◆ WORK REQUIRED: Your task is to transcribe the entries below exactly, beginning with the line containing "[point] white sneaker" and ending with the final line, and to add nothing else.

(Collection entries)

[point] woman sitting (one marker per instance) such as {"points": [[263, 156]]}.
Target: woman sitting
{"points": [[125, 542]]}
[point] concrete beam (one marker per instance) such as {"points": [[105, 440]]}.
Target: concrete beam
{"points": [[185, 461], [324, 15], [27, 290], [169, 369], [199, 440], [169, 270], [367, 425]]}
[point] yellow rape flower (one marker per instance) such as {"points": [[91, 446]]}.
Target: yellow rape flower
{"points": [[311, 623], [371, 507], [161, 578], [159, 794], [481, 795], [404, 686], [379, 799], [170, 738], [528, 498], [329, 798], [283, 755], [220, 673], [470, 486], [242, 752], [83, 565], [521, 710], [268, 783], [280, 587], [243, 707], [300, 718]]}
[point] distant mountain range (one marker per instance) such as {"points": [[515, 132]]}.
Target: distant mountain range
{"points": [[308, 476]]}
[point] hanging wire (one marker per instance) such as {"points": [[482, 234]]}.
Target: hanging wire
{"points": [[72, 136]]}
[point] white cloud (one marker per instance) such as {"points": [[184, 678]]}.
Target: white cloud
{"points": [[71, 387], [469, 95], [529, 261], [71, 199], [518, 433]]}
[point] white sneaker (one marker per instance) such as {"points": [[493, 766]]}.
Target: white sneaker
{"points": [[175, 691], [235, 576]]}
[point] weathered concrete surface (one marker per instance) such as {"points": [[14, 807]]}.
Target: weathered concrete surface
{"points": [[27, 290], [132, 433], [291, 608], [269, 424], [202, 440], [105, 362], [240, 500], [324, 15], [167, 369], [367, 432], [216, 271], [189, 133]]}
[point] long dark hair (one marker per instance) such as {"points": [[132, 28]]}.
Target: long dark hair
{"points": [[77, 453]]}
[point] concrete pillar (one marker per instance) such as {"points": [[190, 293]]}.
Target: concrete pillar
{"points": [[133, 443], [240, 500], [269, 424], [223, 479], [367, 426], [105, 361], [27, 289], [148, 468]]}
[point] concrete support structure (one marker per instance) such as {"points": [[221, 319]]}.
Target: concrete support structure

◆ ANSWER BELOW:
[point] white sneaker (one marker per instance) such as {"points": [[493, 766]]}.
Target: white sneaker
{"points": [[175, 691], [235, 576]]}
[point] weathered concrete surface (one marker per instance) such as {"points": [[14, 807]]}.
Target: weathered concrete surface
{"points": [[27, 290], [132, 433], [291, 608], [269, 424], [202, 440], [105, 362], [240, 500], [324, 15], [167, 369], [367, 432], [216, 271], [189, 133]]}
[point] long dark hair (one marker per instance) such as {"points": [[132, 28]]}.
Target: long dark hair
{"points": [[77, 453]]}
[point] concrete pillar (one marker per instance) such as {"points": [[190, 293]]}.
Target: concrete pillar
{"points": [[133, 443], [240, 500], [269, 424], [223, 479], [367, 426], [105, 361], [27, 289], [148, 468]]}
[point] concrete support structure (one marker per instance) such as {"points": [[221, 319]]}.
Target: concrete support structure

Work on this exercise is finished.